> [Extrait fourni]:
◇ ◇ ◇
La question dépasse le cadre de la santé mentale : « Quand j’ai enfin révélé à deux amies très proches de quoi je souffrais, je me suis rendu compte qu’aucune n’allait vraiment bien. Ce fut l’occasion de nous livrer sur des sujets que nous n’avions jamais abordés, malgré nos dix ans d’amitié… » Les groupes de parole mis en place par des associations sont souvent d’un grand secours pour les personnes qui se sentent incomprises. Élisabeth Vincent voit en eux « un levier de sociabilisation ».
◇ ◇ ◇
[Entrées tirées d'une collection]

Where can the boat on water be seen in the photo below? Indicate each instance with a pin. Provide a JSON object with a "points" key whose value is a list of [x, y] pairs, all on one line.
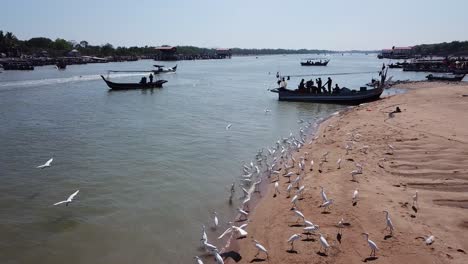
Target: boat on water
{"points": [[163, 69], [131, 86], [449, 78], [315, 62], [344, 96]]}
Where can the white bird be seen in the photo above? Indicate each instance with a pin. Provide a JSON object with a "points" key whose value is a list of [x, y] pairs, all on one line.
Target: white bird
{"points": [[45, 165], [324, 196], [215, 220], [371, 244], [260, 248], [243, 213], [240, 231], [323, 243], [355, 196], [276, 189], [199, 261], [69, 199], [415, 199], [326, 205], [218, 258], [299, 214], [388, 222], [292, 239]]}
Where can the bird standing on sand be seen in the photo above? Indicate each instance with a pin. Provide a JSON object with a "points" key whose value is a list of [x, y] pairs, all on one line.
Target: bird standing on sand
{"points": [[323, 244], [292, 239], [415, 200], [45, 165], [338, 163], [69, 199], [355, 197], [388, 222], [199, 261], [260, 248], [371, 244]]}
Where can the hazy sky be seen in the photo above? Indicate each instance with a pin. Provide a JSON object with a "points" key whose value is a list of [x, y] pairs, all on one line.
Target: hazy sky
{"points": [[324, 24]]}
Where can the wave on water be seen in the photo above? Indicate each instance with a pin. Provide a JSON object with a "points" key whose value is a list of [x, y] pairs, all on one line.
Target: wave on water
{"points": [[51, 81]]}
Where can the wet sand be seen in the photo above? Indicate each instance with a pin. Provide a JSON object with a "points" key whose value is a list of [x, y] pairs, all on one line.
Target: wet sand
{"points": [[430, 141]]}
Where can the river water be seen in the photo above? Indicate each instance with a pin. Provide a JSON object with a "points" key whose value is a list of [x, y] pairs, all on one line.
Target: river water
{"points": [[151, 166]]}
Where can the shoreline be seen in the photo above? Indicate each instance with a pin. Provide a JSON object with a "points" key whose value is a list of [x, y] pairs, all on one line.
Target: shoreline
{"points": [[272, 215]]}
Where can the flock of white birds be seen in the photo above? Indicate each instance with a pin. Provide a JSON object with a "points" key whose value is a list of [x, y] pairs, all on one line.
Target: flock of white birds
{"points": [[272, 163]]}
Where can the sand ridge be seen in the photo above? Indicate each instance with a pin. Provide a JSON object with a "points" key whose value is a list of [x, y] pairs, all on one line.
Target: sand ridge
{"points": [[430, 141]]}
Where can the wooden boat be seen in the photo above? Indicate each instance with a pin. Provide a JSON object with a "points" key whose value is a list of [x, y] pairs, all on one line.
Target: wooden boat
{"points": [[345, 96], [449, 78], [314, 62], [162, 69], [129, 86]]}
◇ ◇ ◇
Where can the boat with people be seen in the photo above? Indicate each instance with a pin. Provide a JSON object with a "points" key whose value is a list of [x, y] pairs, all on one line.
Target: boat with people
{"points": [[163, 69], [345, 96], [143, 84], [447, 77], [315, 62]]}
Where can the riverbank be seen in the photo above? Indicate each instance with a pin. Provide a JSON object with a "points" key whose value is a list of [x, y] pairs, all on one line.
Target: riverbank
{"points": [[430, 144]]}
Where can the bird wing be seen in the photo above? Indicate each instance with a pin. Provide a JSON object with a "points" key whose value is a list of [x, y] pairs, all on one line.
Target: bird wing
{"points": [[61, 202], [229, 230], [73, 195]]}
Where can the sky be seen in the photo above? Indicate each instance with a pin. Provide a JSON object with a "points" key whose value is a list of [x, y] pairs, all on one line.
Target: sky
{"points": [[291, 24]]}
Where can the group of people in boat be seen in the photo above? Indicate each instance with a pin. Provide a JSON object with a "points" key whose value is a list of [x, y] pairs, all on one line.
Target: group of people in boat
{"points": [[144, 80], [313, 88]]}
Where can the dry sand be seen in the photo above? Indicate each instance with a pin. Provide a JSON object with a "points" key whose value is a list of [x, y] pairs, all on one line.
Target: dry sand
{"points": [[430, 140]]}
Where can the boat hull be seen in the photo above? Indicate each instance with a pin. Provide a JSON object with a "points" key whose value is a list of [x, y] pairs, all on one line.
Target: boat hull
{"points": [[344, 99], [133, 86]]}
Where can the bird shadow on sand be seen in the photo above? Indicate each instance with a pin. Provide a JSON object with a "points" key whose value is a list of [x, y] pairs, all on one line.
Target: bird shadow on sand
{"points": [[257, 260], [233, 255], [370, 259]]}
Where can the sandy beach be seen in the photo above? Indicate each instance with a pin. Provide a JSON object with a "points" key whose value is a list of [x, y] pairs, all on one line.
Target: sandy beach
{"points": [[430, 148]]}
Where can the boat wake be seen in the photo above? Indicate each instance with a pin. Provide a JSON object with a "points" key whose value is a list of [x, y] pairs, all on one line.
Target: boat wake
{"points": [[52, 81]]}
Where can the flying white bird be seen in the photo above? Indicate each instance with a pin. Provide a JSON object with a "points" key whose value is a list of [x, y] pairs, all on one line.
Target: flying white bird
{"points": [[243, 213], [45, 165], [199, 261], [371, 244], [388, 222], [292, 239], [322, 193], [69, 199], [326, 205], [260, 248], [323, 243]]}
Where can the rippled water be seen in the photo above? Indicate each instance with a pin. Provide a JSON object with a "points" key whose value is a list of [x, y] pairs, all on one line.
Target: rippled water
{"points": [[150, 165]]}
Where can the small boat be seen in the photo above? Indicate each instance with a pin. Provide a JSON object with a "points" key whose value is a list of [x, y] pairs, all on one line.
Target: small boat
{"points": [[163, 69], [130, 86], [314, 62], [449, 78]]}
◇ ◇ ◇
> [Consigne 1]: Dans l'extrait sur la santé mentale, comment Élisabeth Vincent voit-elle les groupes de parole ?
> [Consigne 2]: Poursuivez l'extrait sur la santé mentale et les groupes de parole après sa dernière phrase.
Ce matériel ne sert à rien ici.

> [Réponse 1]: Elle y voit « un levier de sociabilisation ».

> [Réponse 2]:
Alexandre, lui, est devenu « pair-aidant » au sein de la Maison perchée, haut lieu de promotion de cette forme nouvelle d’accompagnement venue du monde anglo-saxon qui mise sur l’apport de l’expérience et des échanges réciproques entre personnes. « Ça me fait du bien d’aider d’autres personnes », se réjouit-il. Laetitia Forgeot d’Arc se félicite de l’arrivée en France de ce dispositif, pour lequel un diplôme universitaire a été mis en place : « Dire à des personnes atteintes d’un trouble qu’elles sont des expertes, un atout pour les autres, c’est très fort ! » Pour lutter contre les situations stigmatisantes en milieu professionnel, certains tombent le masque et s’engagent. Ainsi Carole ou Alexandre, qui parle de la Fresque de la santé mentale, des formations aux premiers secours en santé mentale, de l’installation de lignes d’écoute. Autant d’outils récents mis à disposition des responsables en ressources humaines ou des manageurs. Preuve que les mentalités commencent à évoluer
« En CM1, on m’appelait “Articule” »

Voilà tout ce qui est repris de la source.